> **Passage**
------------------------------------

A course of action from a consensus conference held in 2005 and 2006 in Chicago, IL with leaders of the profession from practice, academia, research and politics (2) can be seen to build on these foundations. A partial list to place the chiropractic profession on the road towards cultural authority includes:

  1. Standardize the training of chiropractors using principles of science, best available evidence, and consensus. Consensus must be based upon the previous two attributes.
  2. Raise the standards for admission to and graduation from chiropractic colleges, and raise the standards for licensing
  3. Standardize the chiropractic lexicon
  4. Affiliate chiropractic colleges with established and proven universities so that resources (faculty, research facilities, etc.) can be shared
  5. Define the most fundamental aspects of chiropractic care: subluxation (in a quantifiable, testable manner); treatment frequency and duration for given clinical presentations;
  6. Standardize clinical outcome measures to validate responses to chiropractic care (“credible data”)
  7. Increase funding towards chiropractic research
  8. Encourage attendance at research symposiums
  9. Professional unity: one primary organization to represent the profession politically; all chiropractic colleges embrace and implement collectively determined standards of care;
  10. Patient centered, evidence based care is the foundation for training of chiropractors
  11. Reduce variation of approaches to diagnosis and treatment within the profession
  12. Increase training in all manner of public health issues for chiropractors
  13. Encourage chiropractors to become involved with American Public Health Association

These measures recognize that there are only 5 domains through which a profession can wield sufficient leverage to influence the social awareness. They are: education, research, regulation, workplace, leadership. The most widespread domain is through the chiropractic workplace where the attitudes and judgments of individual patients are influenced every day by the behaviors and skills of the practitioners they encounter.

------------------------------------

> **Exercise tasks**
• A. Answer these questions from the chiropractic passage, marking each answer (i), (ii), (iii) on its own line:
(i) In which city and years was the consensus conference held?
(ii) Which organization should chiropractors be encouraged to become involved with?
(iii) Which domain does the passage call the most widespread?
• B. Retype the part of the chiropractic passage starting with "A course of" and going on through "previous two attributes.".
• C. List the domains that the chiropractic passage names as the ways a profession can wield leverage to influence social awareness.

> **Record set**
------------------------------------

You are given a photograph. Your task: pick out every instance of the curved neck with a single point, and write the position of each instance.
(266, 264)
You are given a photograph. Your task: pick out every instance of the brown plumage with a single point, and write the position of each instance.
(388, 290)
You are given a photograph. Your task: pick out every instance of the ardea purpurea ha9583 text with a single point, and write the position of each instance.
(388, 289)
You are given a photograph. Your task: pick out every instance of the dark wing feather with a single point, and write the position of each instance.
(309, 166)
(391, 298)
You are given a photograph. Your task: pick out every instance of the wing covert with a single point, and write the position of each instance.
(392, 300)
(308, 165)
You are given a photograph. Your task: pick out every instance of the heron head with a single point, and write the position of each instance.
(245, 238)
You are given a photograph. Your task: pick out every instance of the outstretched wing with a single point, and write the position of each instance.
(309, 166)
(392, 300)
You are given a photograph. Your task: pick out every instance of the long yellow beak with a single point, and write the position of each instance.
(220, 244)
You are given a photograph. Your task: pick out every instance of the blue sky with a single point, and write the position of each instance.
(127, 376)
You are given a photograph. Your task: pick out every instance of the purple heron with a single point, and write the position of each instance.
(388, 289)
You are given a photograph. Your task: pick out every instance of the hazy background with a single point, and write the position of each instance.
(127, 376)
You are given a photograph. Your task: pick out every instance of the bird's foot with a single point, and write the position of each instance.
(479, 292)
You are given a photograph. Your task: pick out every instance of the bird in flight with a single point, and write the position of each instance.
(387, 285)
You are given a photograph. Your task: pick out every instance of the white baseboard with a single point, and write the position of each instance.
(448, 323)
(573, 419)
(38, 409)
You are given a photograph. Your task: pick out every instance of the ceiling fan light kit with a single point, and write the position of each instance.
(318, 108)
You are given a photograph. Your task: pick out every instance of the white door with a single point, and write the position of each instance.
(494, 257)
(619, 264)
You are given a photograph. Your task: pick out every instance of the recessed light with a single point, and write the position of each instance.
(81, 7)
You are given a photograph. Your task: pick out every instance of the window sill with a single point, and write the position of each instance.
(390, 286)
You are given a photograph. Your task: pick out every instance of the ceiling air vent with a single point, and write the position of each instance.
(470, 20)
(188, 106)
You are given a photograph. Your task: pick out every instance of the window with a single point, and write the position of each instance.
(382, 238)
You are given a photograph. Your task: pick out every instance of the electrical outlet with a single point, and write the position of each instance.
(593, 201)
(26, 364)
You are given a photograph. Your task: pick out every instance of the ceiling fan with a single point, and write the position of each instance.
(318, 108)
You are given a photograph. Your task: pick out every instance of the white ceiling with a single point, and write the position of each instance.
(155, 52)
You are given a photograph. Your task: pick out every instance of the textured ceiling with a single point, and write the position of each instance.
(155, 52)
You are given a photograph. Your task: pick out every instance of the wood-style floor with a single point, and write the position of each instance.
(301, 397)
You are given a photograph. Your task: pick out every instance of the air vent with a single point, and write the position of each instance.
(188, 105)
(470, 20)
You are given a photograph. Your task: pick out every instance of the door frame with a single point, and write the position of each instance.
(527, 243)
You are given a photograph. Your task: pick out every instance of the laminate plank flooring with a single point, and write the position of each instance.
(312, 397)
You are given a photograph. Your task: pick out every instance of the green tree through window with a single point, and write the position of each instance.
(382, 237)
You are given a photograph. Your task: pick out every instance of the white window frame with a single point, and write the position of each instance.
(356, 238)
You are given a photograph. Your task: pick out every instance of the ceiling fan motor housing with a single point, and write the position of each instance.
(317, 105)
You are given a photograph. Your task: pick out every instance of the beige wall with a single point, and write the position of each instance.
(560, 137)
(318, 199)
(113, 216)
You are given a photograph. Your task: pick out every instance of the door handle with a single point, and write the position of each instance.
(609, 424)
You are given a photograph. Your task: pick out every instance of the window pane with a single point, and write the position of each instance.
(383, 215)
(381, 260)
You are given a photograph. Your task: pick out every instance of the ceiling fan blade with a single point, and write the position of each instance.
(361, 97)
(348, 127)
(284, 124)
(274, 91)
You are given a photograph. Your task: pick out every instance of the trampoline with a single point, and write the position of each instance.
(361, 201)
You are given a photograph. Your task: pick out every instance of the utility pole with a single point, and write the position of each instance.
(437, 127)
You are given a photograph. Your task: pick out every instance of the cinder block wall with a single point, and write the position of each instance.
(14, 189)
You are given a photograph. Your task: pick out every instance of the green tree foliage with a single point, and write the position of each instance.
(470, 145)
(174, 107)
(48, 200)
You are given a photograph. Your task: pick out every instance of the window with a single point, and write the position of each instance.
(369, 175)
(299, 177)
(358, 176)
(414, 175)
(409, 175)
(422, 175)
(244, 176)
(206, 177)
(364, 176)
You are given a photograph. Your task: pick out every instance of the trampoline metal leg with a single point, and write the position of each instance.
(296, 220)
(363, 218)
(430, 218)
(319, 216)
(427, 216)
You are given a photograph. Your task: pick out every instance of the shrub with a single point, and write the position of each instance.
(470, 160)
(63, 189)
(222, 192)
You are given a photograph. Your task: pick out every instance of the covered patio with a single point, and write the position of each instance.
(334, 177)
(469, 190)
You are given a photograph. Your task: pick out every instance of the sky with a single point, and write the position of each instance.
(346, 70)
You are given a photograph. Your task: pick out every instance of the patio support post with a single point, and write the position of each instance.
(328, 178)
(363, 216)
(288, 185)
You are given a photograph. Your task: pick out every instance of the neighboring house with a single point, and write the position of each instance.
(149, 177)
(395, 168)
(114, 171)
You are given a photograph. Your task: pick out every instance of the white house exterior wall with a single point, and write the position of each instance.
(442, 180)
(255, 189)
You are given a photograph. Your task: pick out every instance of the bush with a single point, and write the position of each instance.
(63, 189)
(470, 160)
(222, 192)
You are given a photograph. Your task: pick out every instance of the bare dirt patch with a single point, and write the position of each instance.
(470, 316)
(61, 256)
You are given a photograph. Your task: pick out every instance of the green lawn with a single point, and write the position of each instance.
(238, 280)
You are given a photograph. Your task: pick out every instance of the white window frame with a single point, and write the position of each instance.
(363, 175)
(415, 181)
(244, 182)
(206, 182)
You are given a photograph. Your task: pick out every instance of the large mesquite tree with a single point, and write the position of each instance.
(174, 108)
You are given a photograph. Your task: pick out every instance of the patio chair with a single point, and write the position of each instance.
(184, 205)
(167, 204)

------------------------------------

> **Solution list**
• A.
(i) Chicago, IL, in 2005 and 2006
(ii) The American Public Health Association
(iii) The chiropractic workplace

• B.
A course of action from a consensus conference held in 2005 and 2006 in Chicago, IL with leaders of the profession from practice, academia, research and politics (2) can be seen to build on these foundations. A partial list to place the chiropractic profession on the road towards cultural authority includes:

  1. Standardize the training of chiropractors using principles of science, best available evidence, and consensus. Consensus must be based upon the previous two attributes.

• C. Education, research, regulation, workplace, leadership